WHAT IS BEING ASKED> Put the lines of the listing below into a numbered list, leaving out blank lines, starting from the listing's first line and ending with the line that contains "837 417 L 848". Include both of those lines.

# # # # #

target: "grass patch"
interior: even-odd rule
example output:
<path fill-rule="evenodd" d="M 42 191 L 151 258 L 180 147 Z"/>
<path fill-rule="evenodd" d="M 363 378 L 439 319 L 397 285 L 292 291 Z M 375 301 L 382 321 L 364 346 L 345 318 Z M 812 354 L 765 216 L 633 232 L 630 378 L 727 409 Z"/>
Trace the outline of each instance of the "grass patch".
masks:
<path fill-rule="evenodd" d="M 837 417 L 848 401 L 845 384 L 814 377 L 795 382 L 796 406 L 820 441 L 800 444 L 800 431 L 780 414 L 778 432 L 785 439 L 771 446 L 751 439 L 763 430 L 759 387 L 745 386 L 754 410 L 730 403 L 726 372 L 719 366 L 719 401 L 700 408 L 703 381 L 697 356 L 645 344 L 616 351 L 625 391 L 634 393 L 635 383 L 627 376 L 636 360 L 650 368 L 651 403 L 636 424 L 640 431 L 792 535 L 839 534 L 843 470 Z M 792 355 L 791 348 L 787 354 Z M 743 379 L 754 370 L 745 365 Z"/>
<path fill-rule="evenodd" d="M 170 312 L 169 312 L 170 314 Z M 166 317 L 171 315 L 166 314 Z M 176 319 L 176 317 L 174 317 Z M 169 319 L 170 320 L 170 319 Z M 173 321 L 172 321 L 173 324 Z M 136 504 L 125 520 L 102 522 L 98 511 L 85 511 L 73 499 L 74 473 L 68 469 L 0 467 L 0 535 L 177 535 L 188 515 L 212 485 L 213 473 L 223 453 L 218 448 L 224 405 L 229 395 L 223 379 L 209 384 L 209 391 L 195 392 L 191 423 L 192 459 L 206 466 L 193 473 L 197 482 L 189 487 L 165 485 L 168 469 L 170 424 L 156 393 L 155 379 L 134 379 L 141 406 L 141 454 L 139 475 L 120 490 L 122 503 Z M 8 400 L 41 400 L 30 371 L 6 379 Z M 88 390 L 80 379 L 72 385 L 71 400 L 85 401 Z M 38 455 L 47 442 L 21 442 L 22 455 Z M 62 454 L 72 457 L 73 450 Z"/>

# # # # #

WRITTEN ANSWER>
1. target: "grass patch"
2. interior: even-odd rule
3. example output:
4. <path fill-rule="evenodd" d="M 42 191 L 151 258 L 180 147 Z"/>
5. <path fill-rule="evenodd" d="M 363 378 L 439 319 L 397 285 L 292 291 Z M 375 301 L 382 321 L 364 346 L 345 318 Z M 812 354 L 765 216 L 633 232 L 630 378 L 727 409 Z"/>
6. Trace the outline of each instance of the "grass patch".
7. masks:
8. <path fill-rule="evenodd" d="M 837 417 L 848 401 L 845 384 L 814 377 L 795 382 L 796 406 L 820 441 L 800 444 L 800 431 L 780 414 L 778 432 L 785 439 L 771 446 L 751 439 L 763 430 L 759 387 L 745 386 L 754 410 L 730 403 L 726 372 L 719 366 L 719 401 L 700 408 L 703 381 L 697 356 L 645 344 L 616 351 L 625 391 L 634 393 L 635 383 L 627 376 L 636 360 L 650 368 L 651 403 L 636 424 L 640 431 L 792 535 L 839 534 L 843 470 Z M 792 355 L 791 348 L 787 354 Z M 743 379 L 754 370 L 745 365 Z"/>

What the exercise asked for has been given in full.